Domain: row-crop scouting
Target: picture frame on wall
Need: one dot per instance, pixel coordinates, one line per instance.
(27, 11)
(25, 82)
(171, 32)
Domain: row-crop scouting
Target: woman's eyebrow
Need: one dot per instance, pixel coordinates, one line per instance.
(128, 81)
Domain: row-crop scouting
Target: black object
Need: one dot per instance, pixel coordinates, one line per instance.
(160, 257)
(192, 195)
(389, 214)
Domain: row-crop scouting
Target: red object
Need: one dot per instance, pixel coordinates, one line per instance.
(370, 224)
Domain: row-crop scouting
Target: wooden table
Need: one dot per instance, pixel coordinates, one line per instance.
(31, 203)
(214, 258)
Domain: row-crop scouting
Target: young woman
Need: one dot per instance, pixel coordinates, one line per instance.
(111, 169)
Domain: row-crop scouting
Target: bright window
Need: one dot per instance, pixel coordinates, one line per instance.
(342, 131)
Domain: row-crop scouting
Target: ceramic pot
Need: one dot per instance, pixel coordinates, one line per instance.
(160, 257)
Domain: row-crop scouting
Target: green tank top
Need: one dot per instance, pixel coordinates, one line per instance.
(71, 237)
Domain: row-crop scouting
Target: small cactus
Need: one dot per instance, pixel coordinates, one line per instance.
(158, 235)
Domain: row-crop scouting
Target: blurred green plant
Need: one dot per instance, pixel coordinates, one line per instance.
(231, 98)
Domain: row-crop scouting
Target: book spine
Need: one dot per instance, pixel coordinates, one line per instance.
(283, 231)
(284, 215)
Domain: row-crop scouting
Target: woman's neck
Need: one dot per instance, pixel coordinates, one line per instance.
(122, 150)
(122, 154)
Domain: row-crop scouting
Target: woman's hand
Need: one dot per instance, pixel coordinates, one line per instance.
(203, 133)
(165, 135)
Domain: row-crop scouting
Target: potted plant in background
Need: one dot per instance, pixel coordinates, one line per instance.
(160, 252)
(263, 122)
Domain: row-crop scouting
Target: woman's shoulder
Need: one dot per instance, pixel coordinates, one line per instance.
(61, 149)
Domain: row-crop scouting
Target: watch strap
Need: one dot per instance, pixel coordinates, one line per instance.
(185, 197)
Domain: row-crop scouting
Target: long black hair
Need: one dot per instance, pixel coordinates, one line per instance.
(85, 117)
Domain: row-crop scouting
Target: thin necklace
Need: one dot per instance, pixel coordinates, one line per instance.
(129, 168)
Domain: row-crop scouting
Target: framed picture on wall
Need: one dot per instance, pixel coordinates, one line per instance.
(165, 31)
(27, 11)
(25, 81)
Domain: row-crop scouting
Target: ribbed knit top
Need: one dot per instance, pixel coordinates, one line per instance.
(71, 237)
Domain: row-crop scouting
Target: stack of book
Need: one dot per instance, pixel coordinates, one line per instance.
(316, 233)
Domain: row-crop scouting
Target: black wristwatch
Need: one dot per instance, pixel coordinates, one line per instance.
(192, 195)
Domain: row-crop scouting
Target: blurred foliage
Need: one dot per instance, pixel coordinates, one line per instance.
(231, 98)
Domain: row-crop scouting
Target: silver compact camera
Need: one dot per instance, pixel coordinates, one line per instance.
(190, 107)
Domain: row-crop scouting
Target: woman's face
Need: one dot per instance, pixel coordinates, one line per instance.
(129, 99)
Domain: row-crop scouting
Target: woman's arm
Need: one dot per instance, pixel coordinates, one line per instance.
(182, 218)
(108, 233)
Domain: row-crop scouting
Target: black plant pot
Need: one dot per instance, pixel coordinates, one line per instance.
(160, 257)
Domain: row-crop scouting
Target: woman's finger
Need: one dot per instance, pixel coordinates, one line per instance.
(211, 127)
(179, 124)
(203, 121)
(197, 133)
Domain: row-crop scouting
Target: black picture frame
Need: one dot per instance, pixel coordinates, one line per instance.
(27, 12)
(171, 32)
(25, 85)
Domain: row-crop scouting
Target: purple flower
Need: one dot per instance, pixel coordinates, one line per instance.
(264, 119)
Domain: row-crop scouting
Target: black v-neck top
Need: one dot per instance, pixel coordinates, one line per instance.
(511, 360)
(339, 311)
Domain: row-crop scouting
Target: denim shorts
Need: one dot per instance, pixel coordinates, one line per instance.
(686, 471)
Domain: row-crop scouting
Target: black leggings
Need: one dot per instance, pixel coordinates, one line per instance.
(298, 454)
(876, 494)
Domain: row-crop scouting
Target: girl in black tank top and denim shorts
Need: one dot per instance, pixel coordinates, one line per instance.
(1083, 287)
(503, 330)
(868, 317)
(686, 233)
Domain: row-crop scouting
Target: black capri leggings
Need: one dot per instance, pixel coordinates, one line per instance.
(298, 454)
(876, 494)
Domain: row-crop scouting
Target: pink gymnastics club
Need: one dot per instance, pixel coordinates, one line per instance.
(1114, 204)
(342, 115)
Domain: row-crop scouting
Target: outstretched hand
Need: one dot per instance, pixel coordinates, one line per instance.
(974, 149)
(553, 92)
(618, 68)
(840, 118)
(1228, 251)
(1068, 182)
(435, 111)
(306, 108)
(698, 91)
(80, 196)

====================

Assignment – Only the lines from the beginning of the listing through the line containing "Target: ceramic pot" are wanted, each restated word for word.

Result below –
Domain: row-crop scouting
Target: picture frame on wall
Need: one dot per instance, pixel coordinates, one line per instance.
(27, 11)
(25, 82)
(171, 32)
Domain: row-crop scouting
Target: woman's eyebrow
Need: one dot per instance, pixel coordinates, one line per instance.
(128, 81)
Domain: row-crop scouting
Target: black object
Need: one dot per instance, pixel coordinates, one line per instance.
(160, 257)
(192, 195)
(389, 214)
Domain: row-crop scouting
Target: red object
Need: one dot per instance, pixel coordinates, one line per instance.
(370, 224)
Domain: row-crop scouting
Target: wooden table
Need: one dot per instance, pixel coordinates, one line per instance.
(31, 203)
(214, 258)
Domain: row-crop scouting
Target: young woman
Need: one dot per instance, pixel coordinates, one line per instance.
(111, 169)
Domain: row-crop scouting
Target: bright window
Need: one dot per instance, pixel coordinates, one line per instance.
(342, 131)
Domain: row-crop scouting
Target: ceramic pot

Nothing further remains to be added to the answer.